> [Your objective] Return all lines from the listing below that include the word "cookie".

(Material shown begins)

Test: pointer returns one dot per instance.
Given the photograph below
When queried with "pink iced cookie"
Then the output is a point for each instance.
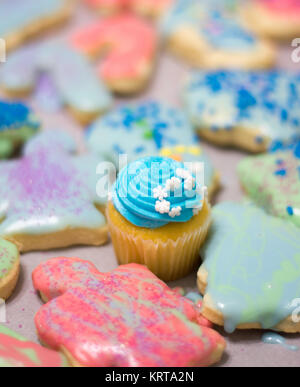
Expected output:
(127, 317)
(130, 44)
(151, 8)
(278, 19)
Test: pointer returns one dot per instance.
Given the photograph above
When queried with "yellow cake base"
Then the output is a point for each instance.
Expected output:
(171, 252)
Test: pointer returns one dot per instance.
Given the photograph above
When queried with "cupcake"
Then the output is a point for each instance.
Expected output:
(158, 216)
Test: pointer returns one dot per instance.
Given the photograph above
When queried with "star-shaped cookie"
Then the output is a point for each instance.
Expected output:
(125, 318)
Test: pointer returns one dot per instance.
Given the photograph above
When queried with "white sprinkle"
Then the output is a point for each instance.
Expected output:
(183, 173)
(176, 211)
(163, 207)
(173, 184)
(160, 193)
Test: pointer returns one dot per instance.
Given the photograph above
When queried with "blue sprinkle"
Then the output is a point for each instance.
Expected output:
(297, 151)
(281, 172)
(284, 115)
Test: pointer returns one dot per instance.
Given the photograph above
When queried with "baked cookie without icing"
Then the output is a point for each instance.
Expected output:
(125, 318)
(250, 277)
(206, 35)
(272, 181)
(276, 19)
(23, 19)
(17, 125)
(130, 45)
(9, 268)
(15, 351)
(152, 8)
(48, 197)
(75, 80)
(247, 110)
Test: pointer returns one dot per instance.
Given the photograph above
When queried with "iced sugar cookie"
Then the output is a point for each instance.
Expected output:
(23, 19)
(250, 277)
(275, 19)
(75, 80)
(15, 351)
(249, 110)
(139, 130)
(48, 197)
(197, 161)
(9, 269)
(273, 182)
(152, 8)
(125, 318)
(17, 125)
(159, 216)
(209, 37)
(130, 45)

(Material shown ends)

> [Written reply]
When queried with "pink iced cookie"
When queried with "star-shaped cookie"
When queried with "baked cookie without icing"
When queried with "iced sugar cookie"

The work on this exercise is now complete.